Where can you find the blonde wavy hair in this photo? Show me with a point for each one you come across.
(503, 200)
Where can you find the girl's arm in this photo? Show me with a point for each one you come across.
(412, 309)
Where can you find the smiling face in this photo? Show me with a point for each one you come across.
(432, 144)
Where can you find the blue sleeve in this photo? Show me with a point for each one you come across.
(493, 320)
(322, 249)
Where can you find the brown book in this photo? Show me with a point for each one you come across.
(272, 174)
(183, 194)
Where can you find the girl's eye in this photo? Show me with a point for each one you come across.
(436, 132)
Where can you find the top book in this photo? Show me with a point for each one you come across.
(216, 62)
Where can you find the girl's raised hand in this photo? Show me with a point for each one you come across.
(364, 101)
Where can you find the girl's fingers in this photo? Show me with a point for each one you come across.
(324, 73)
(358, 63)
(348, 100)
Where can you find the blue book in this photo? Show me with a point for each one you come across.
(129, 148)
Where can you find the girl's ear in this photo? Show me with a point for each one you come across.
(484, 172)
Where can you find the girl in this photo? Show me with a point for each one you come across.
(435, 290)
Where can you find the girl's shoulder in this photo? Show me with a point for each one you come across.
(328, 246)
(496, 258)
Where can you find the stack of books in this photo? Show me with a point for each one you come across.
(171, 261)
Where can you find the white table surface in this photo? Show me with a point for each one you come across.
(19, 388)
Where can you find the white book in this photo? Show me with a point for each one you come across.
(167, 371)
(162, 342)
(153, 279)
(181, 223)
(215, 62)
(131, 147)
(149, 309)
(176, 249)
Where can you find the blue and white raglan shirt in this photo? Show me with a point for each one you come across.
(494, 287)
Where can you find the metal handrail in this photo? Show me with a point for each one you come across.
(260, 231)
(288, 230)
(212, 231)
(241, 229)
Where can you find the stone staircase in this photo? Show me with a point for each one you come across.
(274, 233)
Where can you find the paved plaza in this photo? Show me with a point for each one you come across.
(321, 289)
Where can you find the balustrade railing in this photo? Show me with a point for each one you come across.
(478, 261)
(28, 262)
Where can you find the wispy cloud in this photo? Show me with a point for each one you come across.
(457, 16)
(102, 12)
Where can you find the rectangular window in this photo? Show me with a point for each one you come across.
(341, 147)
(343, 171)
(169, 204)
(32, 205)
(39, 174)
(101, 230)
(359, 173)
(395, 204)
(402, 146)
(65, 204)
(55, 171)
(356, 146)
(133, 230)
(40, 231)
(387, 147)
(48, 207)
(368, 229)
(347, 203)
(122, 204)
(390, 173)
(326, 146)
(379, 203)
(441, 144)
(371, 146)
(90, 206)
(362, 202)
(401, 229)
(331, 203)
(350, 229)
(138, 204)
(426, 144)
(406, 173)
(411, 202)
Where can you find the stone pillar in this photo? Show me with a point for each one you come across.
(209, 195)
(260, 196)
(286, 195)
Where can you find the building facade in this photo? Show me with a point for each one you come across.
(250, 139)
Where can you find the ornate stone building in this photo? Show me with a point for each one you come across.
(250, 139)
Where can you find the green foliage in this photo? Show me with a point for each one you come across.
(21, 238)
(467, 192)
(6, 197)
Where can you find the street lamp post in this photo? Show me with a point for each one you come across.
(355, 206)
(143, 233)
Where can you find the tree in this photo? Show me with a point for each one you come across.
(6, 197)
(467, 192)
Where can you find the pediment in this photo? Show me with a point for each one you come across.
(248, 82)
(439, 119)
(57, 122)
_ _ _
▶ STATED GOAL
Starting with the line that contains "Where can you find the blue and", output every line through the end of the listing above, unchanged.

▶ WRITTEN RESPONSE
Where can you find the blue and white raglan shirt in this photo? Show me with a point for each one you come across.
(494, 287)
Where can you find the metal handrail in this photo? Show me with a point for each one you come across.
(260, 231)
(288, 230)
(212, 231)
(241, 229)
Where can you find the stone staircase in this photo? Show me with a point for each one you come across.
(274, 233)
Where can you find the paved plaza in this photo? Show me with a point for each one you come across.
(321, 289)
Where can you find the balustrade railing in this photo? Show me with a point for each one you come across.
(478, 261)
(28, 262)
Where can you find the wispy cloud in this photo? Show me with a point for each one you come across.
(457, 16)
(102, 12)
Where can you find the rectangular window in this photo? Show me with a point for each one you come across.
(341, 147)
(343, 171)
(169, 204)
(32, 205)
(39, 174)
(101, 230)
(359, 173)
(395, 204)
(402, 146)
(65, 204)
(55, 171)
(356, 146)
(133, 230)
(40, 231)
(387, 147)
(48, 207)
(368, 229)
(347, 203)
(122, 204)
(390, 173)
(326, 146)
(379, 203)
(441, 144)
(371, 146)
(90, 206)
(362, 202)
(401, 229)
(331, 203)
(350, 229)
(138, 204)
(426, 144)
(406, 173)
(411, 202)
Where can you find the stone pillar in this photo? Show me with a point for each one you come across.
(209, 195)
(260, 196)
(286, 195)
Where can you find the building facade in this photo? Show me with a point for each one you come across.
(250, 139)
Where can you find the ornate stone building in this photo? Show me with a point for each one you come across.
(250, 139)
Where can you find the green foliage in this photo? Show me with a point for each one you come across.
(21, 238)
(467, 192)
(6, 197)
Where can you find the street lamp post in this photo? Show me with a point for each one you come across.
(355, 206)
(143, 233)
Where can you find the tree in this photo? Show me with a point for each one you come across.
(6, 197)
(467, 192)
Where can you find the pediment in this photo? Show me with a point for each one you come across.
(248, 82)
(439, 119)
(57, 122)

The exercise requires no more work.